DA FARE:
1 – Nel testo della pagina, di che cosa hanno bisogno soprattutto l'Europa e la civiltà secondo chi scrive?
2 – Estrai dai record ogni riga che contiene la parola "approximate".
++++ TESTO DELLA PAGINA ++++
Quando speravano ancora di avere da me delle indicazioni per arrestare qualcuno, quei signori andavano dicendo che se li aiutavo un po’ non mi avrebbero fucilato. Noi pensiamo al futuro, dicevano, e vogliamo salvare degli uomini intelligenti per l’Europa e per la civiltà. Ho risposto che, secondo me, l’Europa e la civiltà hanno bisogno soprattutto di uomini onesti. Il mio pensiero è tutto qui. E oggi sono convinto che non è onesto per nessun italiano rimanere con le mani in mano. Il tempo stringe; i mesi in cui possiamo ancora fare qualcosa, sono pochi, forse pochissimi; non c’è da perdere neppure un minuto e tu devi lasciarci combattere questa battaglia. Non hai il diritto di impedircelo. Ricorda che noi siamo alleati non perché facciamo la stessa guerra, ma perché ci battiamo per la stessa idea. E per quell’idea questa è la prima battaglia, la premessa indispensabile. Dopo ne verranno altre. Combatteremo anche quelle. Vinceremo? Io penso che per noi stessi, per la nostra coscienza, anche allora, come adesso, importi soprattutto e innanzitutto combattere.
++++ MATERIALE DA ELABORARE ++++
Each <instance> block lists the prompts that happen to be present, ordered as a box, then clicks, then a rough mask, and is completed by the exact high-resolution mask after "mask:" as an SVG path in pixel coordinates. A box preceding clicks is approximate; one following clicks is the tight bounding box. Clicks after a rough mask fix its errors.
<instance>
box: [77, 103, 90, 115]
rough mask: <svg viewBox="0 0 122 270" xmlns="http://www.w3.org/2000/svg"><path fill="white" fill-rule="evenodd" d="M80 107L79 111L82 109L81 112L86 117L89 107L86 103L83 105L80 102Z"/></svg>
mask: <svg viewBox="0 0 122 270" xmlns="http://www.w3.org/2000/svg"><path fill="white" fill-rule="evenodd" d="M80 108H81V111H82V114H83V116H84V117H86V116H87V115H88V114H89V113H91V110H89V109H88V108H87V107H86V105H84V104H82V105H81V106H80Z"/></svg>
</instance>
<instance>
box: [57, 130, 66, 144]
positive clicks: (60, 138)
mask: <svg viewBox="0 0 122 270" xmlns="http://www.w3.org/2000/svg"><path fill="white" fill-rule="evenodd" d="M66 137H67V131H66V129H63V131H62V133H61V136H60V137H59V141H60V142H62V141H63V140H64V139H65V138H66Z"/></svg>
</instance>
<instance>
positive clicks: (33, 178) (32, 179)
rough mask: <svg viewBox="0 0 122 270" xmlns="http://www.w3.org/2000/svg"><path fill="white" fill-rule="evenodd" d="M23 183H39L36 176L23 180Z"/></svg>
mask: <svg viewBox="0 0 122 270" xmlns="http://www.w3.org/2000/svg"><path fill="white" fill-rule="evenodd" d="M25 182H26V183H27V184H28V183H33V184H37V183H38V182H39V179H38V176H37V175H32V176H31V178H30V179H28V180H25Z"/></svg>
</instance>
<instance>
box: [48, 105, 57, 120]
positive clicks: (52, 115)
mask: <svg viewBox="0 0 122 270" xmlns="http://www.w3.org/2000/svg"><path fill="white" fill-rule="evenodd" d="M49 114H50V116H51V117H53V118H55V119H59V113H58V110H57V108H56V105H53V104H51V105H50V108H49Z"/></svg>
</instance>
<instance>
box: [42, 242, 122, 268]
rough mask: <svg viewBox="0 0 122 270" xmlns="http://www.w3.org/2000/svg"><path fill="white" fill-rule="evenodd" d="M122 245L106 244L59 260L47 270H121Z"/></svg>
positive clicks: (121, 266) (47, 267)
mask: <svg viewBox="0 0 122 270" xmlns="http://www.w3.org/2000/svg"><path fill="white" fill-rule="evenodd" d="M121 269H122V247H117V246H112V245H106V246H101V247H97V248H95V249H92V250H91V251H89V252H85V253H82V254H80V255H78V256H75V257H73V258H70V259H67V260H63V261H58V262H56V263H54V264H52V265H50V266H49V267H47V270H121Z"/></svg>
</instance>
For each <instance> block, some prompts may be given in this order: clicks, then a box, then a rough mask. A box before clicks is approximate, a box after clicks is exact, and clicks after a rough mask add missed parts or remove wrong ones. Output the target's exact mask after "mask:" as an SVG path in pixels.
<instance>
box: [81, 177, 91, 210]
++++
SOLUZIONI PER COMPITO:
1 – Hanno bisogno soprattutto di uomini onesti.

2 –
Each <instance> block lists the prompts that happen to be present, ordered as a box, then clicks, then a rough mask, and is completed by the exact high-resolution mask after "mask:" as an SVG path in pixel coordinates. A box preceding clicks is approximate; one following clicks is the tight bounding box. Clicks after a rough mask fix its errors.
For each <instance> block, some prompts may be given in this order: clicks, then a box, then a rough mask. A box before clicks is approximate, a box after clicks is exact, and clicks after a rough mask add missed parts or remove wrong ones. Output the target's exact mask after "mask:" as an SVG path in pixels.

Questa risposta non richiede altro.